Written instruction: Copy out the material below word for word, line by line, but leave out the pictures.

Point labels for photos:
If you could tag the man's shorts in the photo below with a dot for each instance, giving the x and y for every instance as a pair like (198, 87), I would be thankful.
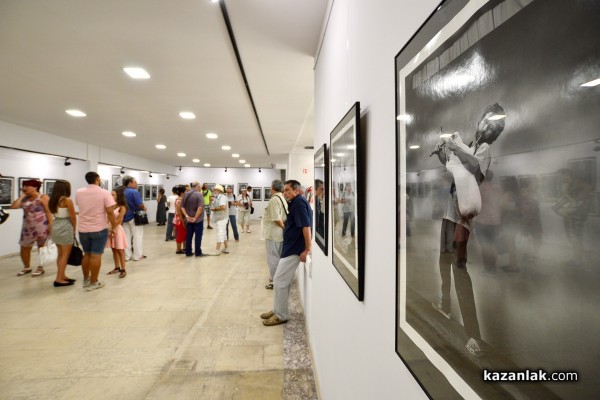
(93, 242)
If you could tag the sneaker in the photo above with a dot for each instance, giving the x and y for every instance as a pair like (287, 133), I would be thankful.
(473, 347)
(94, 286)
(273, 321)
(438, 308)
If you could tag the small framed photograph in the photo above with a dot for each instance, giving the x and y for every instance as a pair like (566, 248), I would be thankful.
(268, 194)
(7, 188)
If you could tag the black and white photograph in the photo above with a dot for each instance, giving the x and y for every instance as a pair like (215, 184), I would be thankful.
(116, 181)
(345, 164)
(497, 146)
(48, 186)
(268, 194)
(321, 213)
(7, 189)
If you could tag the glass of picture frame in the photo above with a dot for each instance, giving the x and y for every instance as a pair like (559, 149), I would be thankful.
(321, 164)
(483, 250)
(347, 179)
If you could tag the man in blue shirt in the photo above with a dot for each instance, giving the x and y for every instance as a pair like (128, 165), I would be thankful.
(295, 249)
(133, 231)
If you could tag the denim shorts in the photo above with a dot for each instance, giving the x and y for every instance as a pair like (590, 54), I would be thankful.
(93, 242)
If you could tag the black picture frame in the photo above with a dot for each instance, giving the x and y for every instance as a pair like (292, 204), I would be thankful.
(117, 180)
(347, 203)
(268, 194)
(48, 186)
(468, 57)
(321, 198)
(7, 189)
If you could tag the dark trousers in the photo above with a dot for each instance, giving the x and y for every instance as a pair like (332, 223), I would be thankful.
(194, 229)
(233, 222)
(352, 224)
(169, 235)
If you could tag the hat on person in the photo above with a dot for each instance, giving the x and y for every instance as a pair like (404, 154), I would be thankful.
(33, 183)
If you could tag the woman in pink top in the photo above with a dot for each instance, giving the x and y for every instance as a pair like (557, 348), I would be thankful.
(118, 241)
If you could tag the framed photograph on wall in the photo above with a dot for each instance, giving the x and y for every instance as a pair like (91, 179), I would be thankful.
(7, 189)
(347, 200)
(117, 180)
(322, 198)
(268, 194)
(487, 82)
(48, 186)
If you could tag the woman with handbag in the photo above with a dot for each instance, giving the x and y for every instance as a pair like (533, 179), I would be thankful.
(37, 222)
(244, 208)
(63, 232)
(118, 241)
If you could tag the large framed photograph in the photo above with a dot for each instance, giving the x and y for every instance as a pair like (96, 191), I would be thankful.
(117, 180)
(268, 194)
(7, 189)
(49, 186)
(497, 130)
(321, 198)
(346, 198)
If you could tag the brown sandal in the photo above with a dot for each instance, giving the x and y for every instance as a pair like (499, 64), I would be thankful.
(114, 271)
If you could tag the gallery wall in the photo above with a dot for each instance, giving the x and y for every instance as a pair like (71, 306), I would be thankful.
(353, 342)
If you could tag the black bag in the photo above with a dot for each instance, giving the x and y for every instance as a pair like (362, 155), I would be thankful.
(76, 256)
(140, 217)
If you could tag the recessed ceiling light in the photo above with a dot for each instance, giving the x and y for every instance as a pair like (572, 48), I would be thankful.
(75, 113)
(136, 72)
(187, 115)
(593, 83)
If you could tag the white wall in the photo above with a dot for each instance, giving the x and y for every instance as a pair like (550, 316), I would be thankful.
(353, 342)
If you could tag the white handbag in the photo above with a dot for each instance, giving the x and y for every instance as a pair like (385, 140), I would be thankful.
(48, 253)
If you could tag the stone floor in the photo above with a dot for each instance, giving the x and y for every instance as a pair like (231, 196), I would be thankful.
(174, 328)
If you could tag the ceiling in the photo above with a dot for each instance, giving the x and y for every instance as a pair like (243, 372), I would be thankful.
(64, 54)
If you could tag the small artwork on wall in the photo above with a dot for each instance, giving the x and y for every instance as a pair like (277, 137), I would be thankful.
(49, 186)
(7, 184)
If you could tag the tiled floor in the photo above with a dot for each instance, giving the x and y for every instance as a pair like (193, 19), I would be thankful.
(174, 328)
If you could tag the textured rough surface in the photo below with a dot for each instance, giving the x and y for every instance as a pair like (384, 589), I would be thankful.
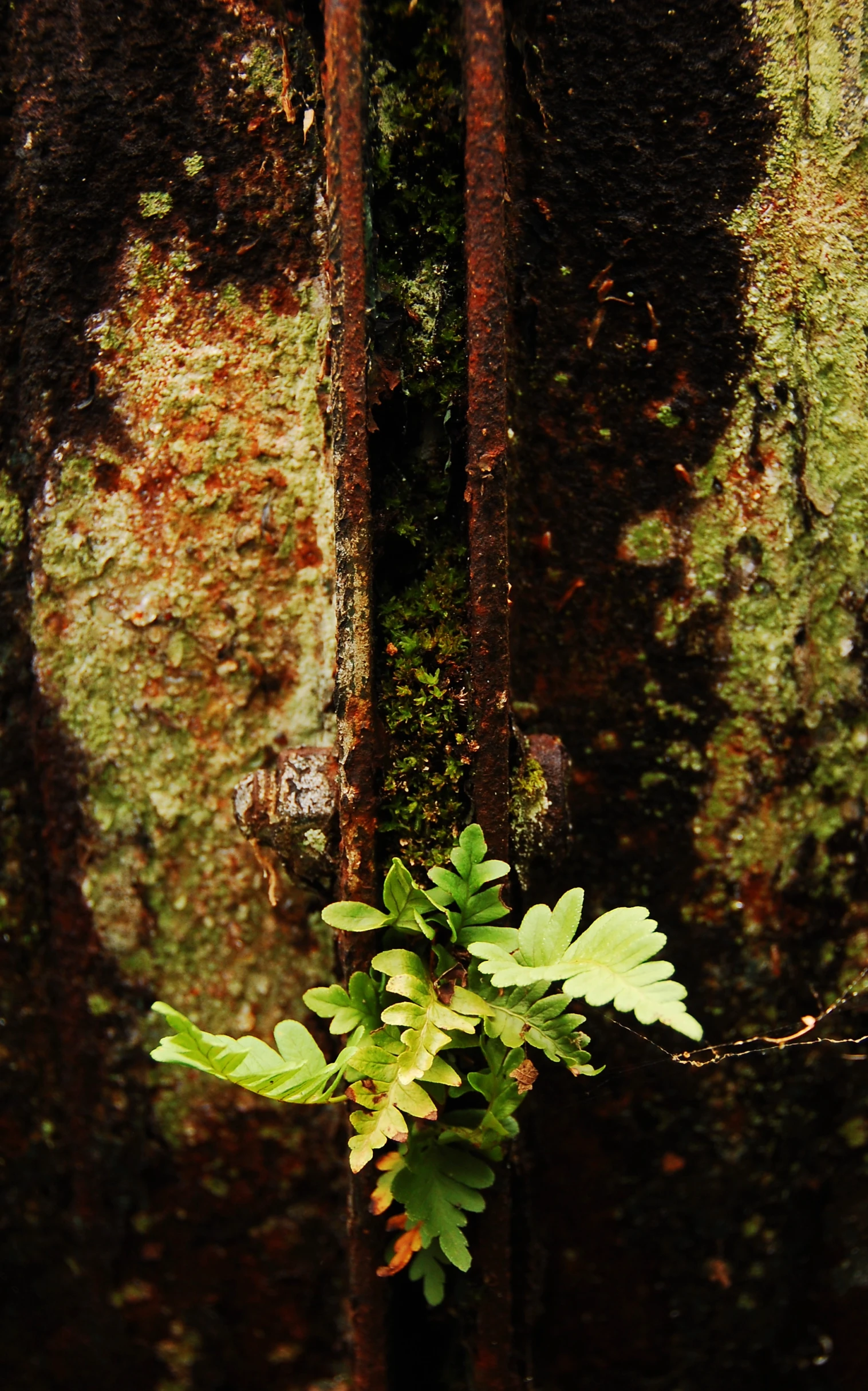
(167, 490)
(183, 624)
(689, 579)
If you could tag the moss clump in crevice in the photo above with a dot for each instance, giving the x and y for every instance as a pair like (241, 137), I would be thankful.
(776, 549)
(418, 387)
(416, 195)
(423, 703)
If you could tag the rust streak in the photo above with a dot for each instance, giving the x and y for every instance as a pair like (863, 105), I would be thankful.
(486, 493)
(345, 147)
(357, 734)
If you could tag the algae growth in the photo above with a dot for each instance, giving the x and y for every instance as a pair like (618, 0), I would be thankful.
(183, 620)
(778, 546)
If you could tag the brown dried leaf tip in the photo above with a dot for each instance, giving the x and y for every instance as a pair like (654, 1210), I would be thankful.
(407, 1246)
(525, 1074)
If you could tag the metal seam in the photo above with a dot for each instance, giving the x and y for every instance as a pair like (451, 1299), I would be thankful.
(486, 490)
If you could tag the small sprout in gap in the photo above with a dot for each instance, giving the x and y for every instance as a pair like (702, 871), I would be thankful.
(155, 205)
(437, 1034)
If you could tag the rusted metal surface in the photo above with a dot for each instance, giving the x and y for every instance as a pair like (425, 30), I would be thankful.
(357, 739)
(355, 710)
(542, 824)
(291, 811)
(486, 495)
(486, 490)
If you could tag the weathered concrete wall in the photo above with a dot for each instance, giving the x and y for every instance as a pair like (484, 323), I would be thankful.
(167, 522)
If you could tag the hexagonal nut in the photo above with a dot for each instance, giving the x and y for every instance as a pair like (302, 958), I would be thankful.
(293, 810)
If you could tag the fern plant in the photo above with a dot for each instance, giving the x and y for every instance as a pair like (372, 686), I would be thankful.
(437, 1037)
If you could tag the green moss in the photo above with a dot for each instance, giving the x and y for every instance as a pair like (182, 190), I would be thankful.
(11, 522)
(263, 67)
(155, 205)
(418, 320)
(778, 544)
(668, 417)
(649, 542)
(182, 633)
(418, 192)
(423, 702)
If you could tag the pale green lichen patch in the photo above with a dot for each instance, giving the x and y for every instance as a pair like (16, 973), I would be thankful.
(262, 66)
(778, 547)
(649, 542)
(183, 624)
(11, 522)
(155, 205)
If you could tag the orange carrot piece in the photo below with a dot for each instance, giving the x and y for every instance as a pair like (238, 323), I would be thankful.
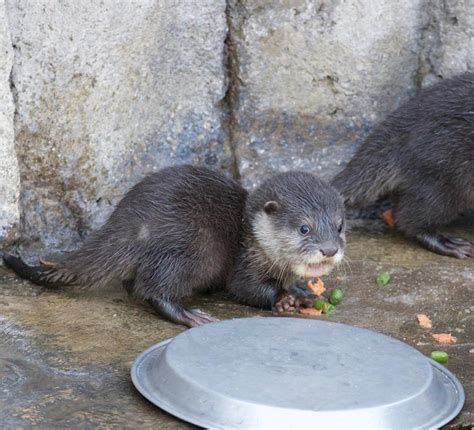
(317, 287)
(424, 321)
(310, 311)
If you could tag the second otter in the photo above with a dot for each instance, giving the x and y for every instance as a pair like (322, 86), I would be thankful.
(187, 228)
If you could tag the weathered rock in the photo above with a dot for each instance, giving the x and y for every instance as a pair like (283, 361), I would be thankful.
(105, 92)
(9, 173)
(447, 40)
(315, 76)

Exercise answer:
If you could tag the man's shorts in the photo below with a dot for each instance, giving the x and y for every instance as a pair like (198, 87), I would be thankful.
(93, 242)
If you could tag the sneaker in the photo above with a dot for each instance, giving the x and y for every instance as a pair like (287, 133), I would be thankful.
(473, 347)
(94, 286)
(273, 321)
(438, 308)
If you could tag the small framed photograph in the photo above with a dot for each instance, giving the x and y for every instance as a pair like (566, 248), I would be thankful.
(268, 194)
(7, 188)
If you could tag the black and white photograph in the photo above with a dot for each instance, giving the x and y for every instance as a pair like (215, 184), I would be thankful.
(116, 181)
(345, 164)
(497, 146)
(48, 186)
(268, 194)
(321, 213)
(7, 189)
If you could tag the glass of picture frame in the photo above with a dot for each instance, giving the x and y for every instance as a pair like (559, 149), I would be thankful.
(321, 164)
(483, 250)
(347, 179)
If you could tag the man in blue shirt in the photo above with a dot for each instance, giving the x and y for every instance as a pair like (128, 165), I would be thankful.
(295, 249)
(133, 231)
If you could tag the denim shorts in the photo above with a dot for each instance, giving the x and y for every instance as a pair like (590, 54), I would be thankful.
(93, 242)
If you could tag the black picture frame in the photo above with a dot for each instance, giving the x and y for every instance as a pair like (292, 204), I would be thankful.
(117, 180)
(347, 203)
(268, 194)
(48, 186)
(468, 57)
(321, 198)
(7, 189)
If you could tag the dark trousers in the photo above with a dot for each instance, giving the x and y for every instance as a pair like (332, 223), I would be thankful.
(194, 229)
(233, 222)
(352, 224)
(169, 235)
If you could tag the hat on person in the photo above with a dot for each instance, giving the x and y for every instance as a pair like (404, 154), I would be thankful.
(33, 183)
If you could tag the woman in pink top in the photo above with a dot for each instance, giving the x and y for every instance as a pair like (557, 348), I would be thankful.
(118, 241)
If you could tag the framed photograph on wall in the photo above with a dot for each instance, giving the x and y for every instance as a pair like (91, 179), I would be thankful.
(7, 189)
(347, 200)
(117, 180)
(322, 198)
(268, 194)
(487, 82)
(48, 186)
If you could tag the woman with handbag in the photo above with a dot for each instance, giving the x and y for every instance as a pair like (533, 179), I would be thankful.
(37, 222)
(244, 208)
(63, 232)
(118, 241)
If you could tag the large framed photograph in the photo above with a dot for each instance, giving the x and y for every instance as a pair like (96, 191), I would be thankful.
(117, 180)
(268, 194)
(7, 189)
(49, 186)
(497, 130)
(321, 198)
(346, 198)
If you could tag the brown sandal in the photo above with a dot for each instance, giving the x and y for every instance as a pair like (499, 64), I would be thankful.
(114, 271)
If you could tag the gallery wall in the photo above with a dot for each instance, giving the x and y for every instance as a pair like (71, 306), I would be thankful.
(353, 342)
If you could tag the black bag in the photo above with a dot for each instance, giving the x and y for every instance as a pair like (362, 155), I would be thankful.
(76, 256)
(140, 217)
If you could tag the recessed ceiling light in the photo above with a dot for each instance, giving the x and y for every instance as a pair like (572, 48), I would be thankful.
(75, 113)
(136, 72)
(187, 115)
(593, 83)
If you could tag the white wall in the photo above with a dot for each instance, giving the x and y for every instance as a pair like (550, 316), I would be thankful.
(353, 342)
If you could tag the white handbag in the photo above with a dot for each instance, giving the x and y for every instance as a pair like (385, 140), I would be thankful.
(48, 253)
If you could tag the stone floor in the photo above with a dot for each instance, giving the x and y for every instance as a pair like (231, 196), I would be thankful.
(174, 328)
If you could tag the ceiling in the photo above with a dot for each instance, giving the x and y for every instance as a pair like (243, 372), I would be thankful.
(64, 54)
If you could tag the small artwork on wall in the photo above with a dot for each instance, giving the x and y for every instance as a pair like (277, 137), I would be thankful.
(49, 186)
(7, 184)
If you could tag the tiled floor in the photo above with a dot for each instance, giving the x and y for every instance as a pair like (193, 19), I would be thankful.
(174, 328)
If you could tag the textured rough surface in the photo below with a dot for each instance, giving the x and y for every instance as a pair like (384, 589), I would be thankful.
(167, 490)
(183, 624)
(689, 579)
If you could tag the moss clump in crevice in the photo above with a dot for each instance, giving the x and y for every instance as a pair like (241, 137), I would be thankful.
(776, 549)
(418, 387)
(416, 195)
(423, 703)
If you could tag the rust streak in the photo above with a dot for each instance, giving the x and y for every instance as a pair like (863, 105), I would be thankful.
(486, 493)
(345, 147)
(357, 734)
If you could tag the algae growth in the photo above with a dot for each instance, giving the x and y for every instance as a pair like (618, 0), I would be thankful.
(183, 620)
(778, 546)
If you could tag the brown dried leaf tip in the photo above with a dot for each instance, giving the x and y for every instance as a pair like (654, 1210), I would be thankful.
(407, 1246)
(525, 1074)
If you could tag the metal seam in the photo above with a dot for each instance, giving the x and y for every instance as a pair like (451, 1299), I would be thankful.
(486, 490)
If you could tag the small sprout in gap in the photo above with a dot for each instance, giving the x and y for every instance as a pair like (702, 871), I would be thankful.
(155, 205)
(437, 1034)
If you could tag the rusted metal surface in the photo above with a dot for each instance, giving the x and y for every instance as a pair like (425, 30), I would be thankful.
(357, 739)
(355, 710)
(542, 824)
(291, 811)
(486, 495)
(486, 490)
If you could tag the weathered concrete wall in the photo above with a dot for each instance, giving the x and y for every instance as a pair like (484, 323), I would be thankful.
(167, 522)
If you could tag the hexagonal nut in the photo above with a dot for each instance, giving the x and y for every instance as a pair like (302, 958), I would be thankful.
(293, 810)
If you could tag the fern plant in the photo above with a dot for each instance, giving the x and y for every instance as a pair like (372, 686), I would be thankful.
(437, 1037)
If you could tag the green moss in the photo above with a dot for each instance, giving the x and y for every instance as a pair like (182, 190), I would be thankful.
(11, 522)
(263, 67)
(155, 205)
(418, 320)
(778, 544)
(668, 417)
(649, 542)
(182, 633)
(418, 192)
(423, 702)
If you could tag the pale green lichen patch in the photo above with a dot for each instance, giving the x and y for every instance as a pair like (16, 973), I would be thankful.
(262, 66)
(778, 547)
(649, 542)
(183, 624)
(11, 522)
(155, 205)
If you could tag the orange carrot piece in the photo below with a dot for each instance, giving the x and y for every instance as a pair like (238, 323), I would be thankful.
(317, 287)
(424, 321)
(310, 311)
If you could tag the second otter in the photo above with a dot for each instance, giving the x and y for every instance as a pair like (322, 86), I would be thankful.
(187, 228)
If you could tag the weathered rock in the photo above with a dot for each instance, giving the x and y for every instance as a pair like (283, 361), I would be thankful.
(105, 92)
(9, 173)
(447, 40)
(315, 76)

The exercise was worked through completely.